Start of Data listing
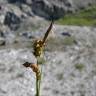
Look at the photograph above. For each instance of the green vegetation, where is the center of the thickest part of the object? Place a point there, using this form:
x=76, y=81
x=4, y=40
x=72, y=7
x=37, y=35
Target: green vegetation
x=84, y=17
x=79, y=66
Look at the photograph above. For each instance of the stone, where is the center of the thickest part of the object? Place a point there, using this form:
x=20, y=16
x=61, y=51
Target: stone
x=12, y=20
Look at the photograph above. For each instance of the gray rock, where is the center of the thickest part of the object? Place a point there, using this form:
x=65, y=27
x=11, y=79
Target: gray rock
x=12, y=20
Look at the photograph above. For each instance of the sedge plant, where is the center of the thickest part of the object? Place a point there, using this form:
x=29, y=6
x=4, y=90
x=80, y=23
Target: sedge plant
x=38, y=48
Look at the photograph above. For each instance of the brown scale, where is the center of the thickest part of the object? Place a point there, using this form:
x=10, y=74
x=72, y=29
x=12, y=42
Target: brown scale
x=39, y=44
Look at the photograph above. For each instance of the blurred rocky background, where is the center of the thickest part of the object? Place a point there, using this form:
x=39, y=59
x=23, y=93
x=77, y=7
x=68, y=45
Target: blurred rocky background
x=69, y=68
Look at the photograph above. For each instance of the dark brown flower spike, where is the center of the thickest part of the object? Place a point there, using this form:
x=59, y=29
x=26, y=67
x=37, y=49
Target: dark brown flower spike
x=47, y=32
x=39, y=44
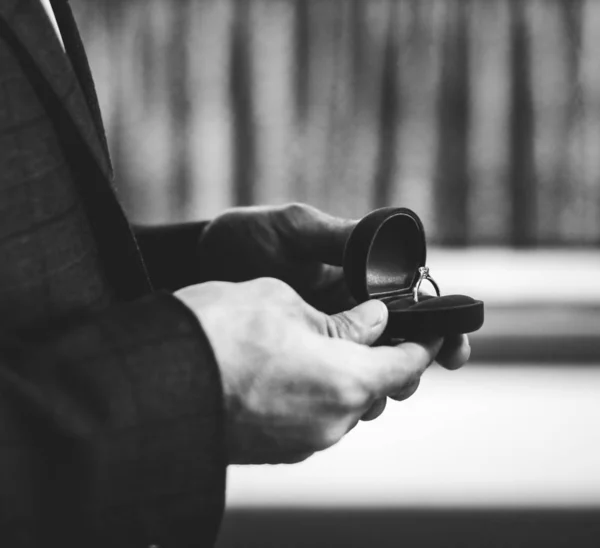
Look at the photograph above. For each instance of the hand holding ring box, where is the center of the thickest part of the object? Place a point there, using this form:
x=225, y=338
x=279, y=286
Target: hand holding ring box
x=385, y=259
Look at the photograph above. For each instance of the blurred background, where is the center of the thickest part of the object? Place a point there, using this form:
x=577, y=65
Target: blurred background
x=481, y=115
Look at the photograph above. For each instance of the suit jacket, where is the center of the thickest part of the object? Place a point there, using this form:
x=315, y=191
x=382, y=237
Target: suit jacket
x=111, y=420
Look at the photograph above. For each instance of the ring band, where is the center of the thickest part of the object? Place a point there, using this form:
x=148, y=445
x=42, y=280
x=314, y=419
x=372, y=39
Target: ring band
x=424, y=275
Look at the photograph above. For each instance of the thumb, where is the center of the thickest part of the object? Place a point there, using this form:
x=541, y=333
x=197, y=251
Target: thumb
x=316, y=234
x=362, y=324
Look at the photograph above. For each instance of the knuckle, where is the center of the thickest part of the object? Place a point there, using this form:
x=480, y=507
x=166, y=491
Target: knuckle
x=327, y=437
x=350, y=394
x=341, y=326
x=296, y=210
x=274, y=286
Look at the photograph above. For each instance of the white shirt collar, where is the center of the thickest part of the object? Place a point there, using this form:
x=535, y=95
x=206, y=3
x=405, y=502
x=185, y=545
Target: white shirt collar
x=48, y=8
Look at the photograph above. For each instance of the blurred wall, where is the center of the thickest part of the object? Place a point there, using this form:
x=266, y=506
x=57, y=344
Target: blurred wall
x=483, y=115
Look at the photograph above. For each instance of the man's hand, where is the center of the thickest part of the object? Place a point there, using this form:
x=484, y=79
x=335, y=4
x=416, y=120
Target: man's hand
x=296, y=243
x=296, y=380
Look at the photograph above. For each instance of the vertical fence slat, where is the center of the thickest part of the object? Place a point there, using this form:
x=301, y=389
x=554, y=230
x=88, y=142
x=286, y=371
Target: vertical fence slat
x=452, y=177
x=489, y=198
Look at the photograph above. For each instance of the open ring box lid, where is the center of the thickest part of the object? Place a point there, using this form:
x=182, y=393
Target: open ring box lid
x=382, y=258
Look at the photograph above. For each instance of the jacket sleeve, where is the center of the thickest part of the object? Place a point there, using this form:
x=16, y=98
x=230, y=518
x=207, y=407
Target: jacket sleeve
x=111, y=431
x=170, y=253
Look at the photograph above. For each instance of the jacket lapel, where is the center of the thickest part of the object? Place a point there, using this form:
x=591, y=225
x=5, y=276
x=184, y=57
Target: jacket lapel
x=76, y=52
x=30, y=25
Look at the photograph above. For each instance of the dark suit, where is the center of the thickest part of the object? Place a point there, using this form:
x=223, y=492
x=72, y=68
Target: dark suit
x=111, y=429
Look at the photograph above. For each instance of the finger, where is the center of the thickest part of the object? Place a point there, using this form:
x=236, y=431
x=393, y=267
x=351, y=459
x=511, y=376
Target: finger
x=394, y=369
x=455, y=352
x=315, y=234
x=375, y=410
x=407, y=392
x=362, y=324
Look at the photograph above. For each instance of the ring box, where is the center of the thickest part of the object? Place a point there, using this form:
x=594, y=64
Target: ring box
x=383, y=259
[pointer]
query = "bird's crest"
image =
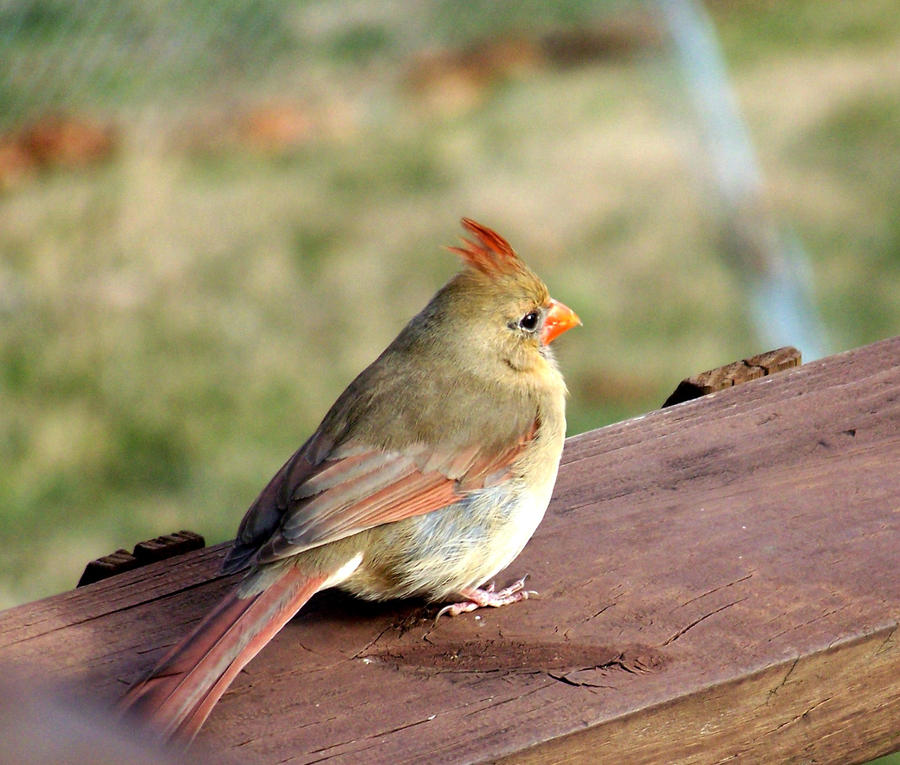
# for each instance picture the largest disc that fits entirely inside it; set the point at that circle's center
(491, 253)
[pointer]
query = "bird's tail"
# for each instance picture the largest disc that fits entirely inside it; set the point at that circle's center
(182, 689)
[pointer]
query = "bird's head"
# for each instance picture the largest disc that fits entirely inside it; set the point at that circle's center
(501, 305)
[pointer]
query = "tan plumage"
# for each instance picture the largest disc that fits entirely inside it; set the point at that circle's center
(428, 475)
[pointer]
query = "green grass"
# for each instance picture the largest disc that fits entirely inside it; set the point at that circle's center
(175, 322)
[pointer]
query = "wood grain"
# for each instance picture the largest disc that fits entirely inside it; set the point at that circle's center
(719, 582)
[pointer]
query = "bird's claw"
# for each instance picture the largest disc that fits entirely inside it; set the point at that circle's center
(488, 596)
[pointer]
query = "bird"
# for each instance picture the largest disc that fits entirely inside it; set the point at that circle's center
(426, 478)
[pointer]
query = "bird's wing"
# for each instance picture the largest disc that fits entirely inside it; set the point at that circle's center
(309, 504)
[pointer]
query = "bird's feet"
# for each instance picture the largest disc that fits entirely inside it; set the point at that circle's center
(482, 598)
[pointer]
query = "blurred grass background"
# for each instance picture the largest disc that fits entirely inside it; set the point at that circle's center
(213, 215)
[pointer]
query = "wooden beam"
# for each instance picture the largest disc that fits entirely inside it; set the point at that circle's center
(719, 580)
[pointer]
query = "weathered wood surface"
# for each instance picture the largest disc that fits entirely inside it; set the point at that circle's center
(720, 581)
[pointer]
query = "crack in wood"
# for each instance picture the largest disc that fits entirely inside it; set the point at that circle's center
(716, 589)
(784, 680)
(702, 618)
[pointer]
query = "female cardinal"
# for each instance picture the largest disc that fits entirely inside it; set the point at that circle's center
(427, 477)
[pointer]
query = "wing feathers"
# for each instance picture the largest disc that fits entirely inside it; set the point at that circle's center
(309, 505)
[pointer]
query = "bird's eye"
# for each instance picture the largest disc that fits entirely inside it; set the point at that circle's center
(529, 321)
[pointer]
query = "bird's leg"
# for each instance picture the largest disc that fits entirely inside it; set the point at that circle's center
(483, 597)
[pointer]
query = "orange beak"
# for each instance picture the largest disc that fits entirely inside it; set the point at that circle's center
(559, 318)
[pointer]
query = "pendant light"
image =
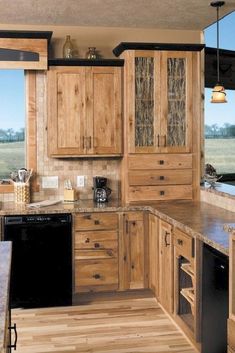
End of Data listing
» Task item:
Each line of the entries above that contains "bird" is to be copied.

» Answer to this task:
query = "bird's crest"
query = "bird's tail"
query = "bird's head"
query = "bird's claw"
query = "bird"
query = "bird's wing"
query = "bird's feet"
query = "bird's eye"
query = "bird's leg"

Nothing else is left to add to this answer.